__Excerpt__:
^^^^^^^^^^^^^^^^
Thus, these dancers’ performances take up the abject feminine in ways that would seem to trouble the fixed boundaries of the symbolic which holds the abject in place. Through the discursive instability of their performances, it may be possible to locate the expressive and affective semiotic. Both kinds of dance taken up in this discussion represent the female body in a way that suggests discursive instability. However, if each of these expressive modalities presents the spectator with the unbounded feminine, then the question of reception arises—how to account for the disparity in cultural response?
To begin unpacking this disparity, I analyze la Goulue and Polaire's reception through Kristeva's theory of the semiotic. Through this psychoanalytic lens, the reception of their “hystero-epileptic” dance is so anxiously ambivalent because their performances simultaneously engage and disrupt the iconographic system of hysteria. This analysis takes place through the gap that I identify in scholarship that has thus far connected Charcot's institutional discourse of hysteria and these dancers' performances. While Gordon’s analysis traces connections between Charcot's hysteria and dance, the question remains to be answered: what was it about these performances that made them different from the discourse they mimetically represented?
^^^^^^^^^^^^^^^^
__Recorded data__:
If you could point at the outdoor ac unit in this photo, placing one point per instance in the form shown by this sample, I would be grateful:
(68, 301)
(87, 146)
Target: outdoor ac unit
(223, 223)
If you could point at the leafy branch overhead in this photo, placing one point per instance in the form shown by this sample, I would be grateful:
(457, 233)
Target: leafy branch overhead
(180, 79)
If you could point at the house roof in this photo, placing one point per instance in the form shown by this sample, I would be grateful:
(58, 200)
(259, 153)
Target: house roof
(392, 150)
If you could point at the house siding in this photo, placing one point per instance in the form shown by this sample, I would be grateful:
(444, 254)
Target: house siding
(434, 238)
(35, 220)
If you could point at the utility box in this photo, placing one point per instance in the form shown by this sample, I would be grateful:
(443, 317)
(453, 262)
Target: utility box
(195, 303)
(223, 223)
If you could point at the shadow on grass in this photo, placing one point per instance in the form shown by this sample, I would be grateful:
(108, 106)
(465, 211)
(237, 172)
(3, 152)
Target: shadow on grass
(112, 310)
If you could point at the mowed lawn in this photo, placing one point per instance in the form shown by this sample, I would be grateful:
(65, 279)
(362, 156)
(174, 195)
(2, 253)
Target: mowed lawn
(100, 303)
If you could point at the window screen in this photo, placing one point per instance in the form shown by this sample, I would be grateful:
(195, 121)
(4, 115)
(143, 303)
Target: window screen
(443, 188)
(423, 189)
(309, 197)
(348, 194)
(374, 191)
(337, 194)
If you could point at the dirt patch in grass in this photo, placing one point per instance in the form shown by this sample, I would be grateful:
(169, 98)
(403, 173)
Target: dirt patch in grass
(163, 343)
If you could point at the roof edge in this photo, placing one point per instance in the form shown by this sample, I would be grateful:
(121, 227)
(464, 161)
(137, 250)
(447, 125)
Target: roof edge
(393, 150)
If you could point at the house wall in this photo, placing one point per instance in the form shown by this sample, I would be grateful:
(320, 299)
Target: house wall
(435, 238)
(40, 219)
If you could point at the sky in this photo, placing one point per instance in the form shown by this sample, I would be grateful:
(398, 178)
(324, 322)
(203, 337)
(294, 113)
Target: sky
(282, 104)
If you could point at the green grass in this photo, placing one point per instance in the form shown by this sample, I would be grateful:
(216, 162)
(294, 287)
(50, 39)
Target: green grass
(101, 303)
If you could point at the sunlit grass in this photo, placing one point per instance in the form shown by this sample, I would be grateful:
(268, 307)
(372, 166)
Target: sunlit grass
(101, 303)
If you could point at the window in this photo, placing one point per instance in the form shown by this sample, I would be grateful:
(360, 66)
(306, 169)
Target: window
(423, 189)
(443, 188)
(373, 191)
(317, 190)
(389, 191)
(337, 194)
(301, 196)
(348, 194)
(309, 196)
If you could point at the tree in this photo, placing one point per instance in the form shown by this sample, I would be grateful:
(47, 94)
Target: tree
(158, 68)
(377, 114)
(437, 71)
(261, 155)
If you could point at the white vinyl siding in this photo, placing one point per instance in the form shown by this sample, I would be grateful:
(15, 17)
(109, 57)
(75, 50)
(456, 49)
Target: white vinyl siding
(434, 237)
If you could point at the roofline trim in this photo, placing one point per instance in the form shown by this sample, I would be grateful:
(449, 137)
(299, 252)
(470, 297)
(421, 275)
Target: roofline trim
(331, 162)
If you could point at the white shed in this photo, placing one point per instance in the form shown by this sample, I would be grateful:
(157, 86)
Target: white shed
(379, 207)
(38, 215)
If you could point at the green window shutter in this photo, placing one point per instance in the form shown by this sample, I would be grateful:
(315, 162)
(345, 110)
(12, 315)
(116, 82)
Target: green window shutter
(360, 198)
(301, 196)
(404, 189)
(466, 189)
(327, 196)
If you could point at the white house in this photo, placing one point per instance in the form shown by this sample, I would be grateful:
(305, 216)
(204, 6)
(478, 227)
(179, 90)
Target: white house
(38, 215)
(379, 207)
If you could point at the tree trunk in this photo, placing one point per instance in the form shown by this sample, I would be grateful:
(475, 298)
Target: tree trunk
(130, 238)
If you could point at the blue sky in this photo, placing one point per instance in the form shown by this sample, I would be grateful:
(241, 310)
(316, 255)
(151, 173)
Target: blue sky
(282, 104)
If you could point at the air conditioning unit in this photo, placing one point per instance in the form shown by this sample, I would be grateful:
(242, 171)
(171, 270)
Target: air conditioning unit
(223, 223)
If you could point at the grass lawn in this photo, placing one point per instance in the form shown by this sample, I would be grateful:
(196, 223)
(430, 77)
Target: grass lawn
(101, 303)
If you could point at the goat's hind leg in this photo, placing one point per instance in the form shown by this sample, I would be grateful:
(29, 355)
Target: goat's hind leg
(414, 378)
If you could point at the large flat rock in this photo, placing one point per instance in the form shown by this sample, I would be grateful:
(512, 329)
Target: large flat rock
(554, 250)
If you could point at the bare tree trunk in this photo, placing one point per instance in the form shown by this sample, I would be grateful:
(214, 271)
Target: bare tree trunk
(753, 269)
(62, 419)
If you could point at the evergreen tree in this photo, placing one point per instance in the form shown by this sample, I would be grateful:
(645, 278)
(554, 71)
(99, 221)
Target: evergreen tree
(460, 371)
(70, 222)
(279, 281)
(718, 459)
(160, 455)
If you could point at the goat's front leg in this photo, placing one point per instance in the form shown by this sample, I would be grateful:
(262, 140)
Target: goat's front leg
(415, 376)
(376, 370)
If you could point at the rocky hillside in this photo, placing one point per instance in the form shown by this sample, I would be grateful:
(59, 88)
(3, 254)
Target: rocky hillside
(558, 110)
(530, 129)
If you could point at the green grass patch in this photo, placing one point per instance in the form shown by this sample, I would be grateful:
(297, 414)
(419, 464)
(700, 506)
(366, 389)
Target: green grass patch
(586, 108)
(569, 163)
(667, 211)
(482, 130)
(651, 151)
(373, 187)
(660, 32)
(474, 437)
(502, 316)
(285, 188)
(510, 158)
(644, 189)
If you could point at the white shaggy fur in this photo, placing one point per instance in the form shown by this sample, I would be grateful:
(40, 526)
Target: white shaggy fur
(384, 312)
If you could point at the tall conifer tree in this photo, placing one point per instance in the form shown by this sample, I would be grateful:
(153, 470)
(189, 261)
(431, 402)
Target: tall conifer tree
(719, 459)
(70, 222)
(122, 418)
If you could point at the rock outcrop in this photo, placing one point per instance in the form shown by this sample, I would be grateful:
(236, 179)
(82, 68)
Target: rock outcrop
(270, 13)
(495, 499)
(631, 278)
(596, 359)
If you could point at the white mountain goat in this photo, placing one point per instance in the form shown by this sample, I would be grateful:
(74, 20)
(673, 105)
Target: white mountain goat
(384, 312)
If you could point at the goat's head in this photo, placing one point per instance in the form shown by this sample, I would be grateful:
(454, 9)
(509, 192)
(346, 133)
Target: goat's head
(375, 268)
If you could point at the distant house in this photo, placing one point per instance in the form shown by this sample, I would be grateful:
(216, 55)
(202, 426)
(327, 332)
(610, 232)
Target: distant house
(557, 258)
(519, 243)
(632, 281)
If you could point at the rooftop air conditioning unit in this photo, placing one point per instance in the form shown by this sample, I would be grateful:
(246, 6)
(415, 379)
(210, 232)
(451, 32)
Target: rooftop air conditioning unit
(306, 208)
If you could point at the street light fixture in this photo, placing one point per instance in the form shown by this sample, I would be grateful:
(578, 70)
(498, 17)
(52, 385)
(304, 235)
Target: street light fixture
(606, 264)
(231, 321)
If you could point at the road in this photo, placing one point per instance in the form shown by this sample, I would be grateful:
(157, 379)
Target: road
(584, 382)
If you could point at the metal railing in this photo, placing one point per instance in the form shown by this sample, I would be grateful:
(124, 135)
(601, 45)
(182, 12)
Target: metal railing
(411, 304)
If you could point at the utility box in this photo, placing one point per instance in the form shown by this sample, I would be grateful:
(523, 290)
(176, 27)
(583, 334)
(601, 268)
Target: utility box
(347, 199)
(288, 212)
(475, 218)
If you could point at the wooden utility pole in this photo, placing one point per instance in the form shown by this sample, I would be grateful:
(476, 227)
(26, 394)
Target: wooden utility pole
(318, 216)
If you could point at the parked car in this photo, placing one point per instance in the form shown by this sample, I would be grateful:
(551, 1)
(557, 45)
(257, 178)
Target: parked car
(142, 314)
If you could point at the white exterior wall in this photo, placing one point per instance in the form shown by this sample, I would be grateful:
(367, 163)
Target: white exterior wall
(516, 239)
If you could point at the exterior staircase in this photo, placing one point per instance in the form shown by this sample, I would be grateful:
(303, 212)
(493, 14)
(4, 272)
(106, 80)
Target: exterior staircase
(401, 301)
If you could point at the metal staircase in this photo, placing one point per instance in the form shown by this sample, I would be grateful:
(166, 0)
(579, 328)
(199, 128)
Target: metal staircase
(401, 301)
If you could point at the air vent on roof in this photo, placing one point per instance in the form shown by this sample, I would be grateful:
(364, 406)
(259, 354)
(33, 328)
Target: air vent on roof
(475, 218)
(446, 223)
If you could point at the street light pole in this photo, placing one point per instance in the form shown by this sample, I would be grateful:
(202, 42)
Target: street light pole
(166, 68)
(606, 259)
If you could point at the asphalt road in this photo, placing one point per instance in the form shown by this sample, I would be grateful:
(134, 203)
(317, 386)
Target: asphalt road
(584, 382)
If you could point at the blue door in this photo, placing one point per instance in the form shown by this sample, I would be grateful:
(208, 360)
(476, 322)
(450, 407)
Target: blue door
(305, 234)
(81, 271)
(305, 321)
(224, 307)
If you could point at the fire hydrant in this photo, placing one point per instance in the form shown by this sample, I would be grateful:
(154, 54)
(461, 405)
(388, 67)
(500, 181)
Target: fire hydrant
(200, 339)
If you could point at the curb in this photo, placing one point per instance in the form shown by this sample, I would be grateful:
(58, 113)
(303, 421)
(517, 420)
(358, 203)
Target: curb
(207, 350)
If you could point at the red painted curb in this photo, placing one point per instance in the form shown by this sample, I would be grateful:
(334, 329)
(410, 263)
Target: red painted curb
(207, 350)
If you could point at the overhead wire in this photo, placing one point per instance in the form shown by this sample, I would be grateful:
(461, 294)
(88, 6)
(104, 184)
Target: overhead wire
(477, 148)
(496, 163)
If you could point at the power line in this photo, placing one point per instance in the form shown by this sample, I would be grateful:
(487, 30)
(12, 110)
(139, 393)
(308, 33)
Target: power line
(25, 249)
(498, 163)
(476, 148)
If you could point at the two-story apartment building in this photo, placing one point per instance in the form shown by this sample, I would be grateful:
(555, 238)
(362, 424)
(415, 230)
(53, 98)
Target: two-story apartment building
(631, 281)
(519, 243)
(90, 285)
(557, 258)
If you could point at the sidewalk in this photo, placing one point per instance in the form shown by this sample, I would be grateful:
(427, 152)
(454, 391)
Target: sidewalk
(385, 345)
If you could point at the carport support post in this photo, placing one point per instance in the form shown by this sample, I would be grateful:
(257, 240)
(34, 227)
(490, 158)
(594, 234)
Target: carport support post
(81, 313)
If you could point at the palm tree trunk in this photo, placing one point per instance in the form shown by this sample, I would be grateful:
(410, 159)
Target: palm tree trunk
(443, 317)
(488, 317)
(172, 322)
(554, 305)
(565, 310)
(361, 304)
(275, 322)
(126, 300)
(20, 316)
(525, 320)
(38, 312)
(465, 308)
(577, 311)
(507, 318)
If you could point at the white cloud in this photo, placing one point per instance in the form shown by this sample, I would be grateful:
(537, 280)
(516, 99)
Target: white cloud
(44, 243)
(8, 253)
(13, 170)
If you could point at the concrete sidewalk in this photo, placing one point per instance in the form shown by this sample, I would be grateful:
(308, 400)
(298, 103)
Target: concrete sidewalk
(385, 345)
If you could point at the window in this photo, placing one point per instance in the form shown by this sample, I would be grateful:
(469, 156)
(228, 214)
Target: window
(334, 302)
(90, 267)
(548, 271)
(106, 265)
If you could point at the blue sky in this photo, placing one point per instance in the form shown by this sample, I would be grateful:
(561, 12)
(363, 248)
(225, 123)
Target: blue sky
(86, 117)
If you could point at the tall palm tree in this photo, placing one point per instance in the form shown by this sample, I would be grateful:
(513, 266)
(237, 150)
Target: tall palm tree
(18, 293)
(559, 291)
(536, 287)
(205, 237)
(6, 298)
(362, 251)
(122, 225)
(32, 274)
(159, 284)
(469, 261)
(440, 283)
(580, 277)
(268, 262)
^^^^^^^^^^^^^^^^
__Exercise__:
Can you write out the passage from the excerpt on dance and hysteria, word for word, between "Thus, these dancers’" and "in cultural response?", inclusive?

__Task result__:
Thus, these dancers’ performances take up the abject feminine in ways that would seem to trouble the fixed boundaries of the symbolic which holds the abject in place. Through the discursive instability of their performances, it may be possible to locate the expressive and affective semiotic. Both kinds of dance taken up in this discussion represent the female body in a way that suggests discursive instability. However, if each of these expressive modalities presents the spectator with the unbounded feminine, then the question of reception arises—how to account for the disparity in cultural response?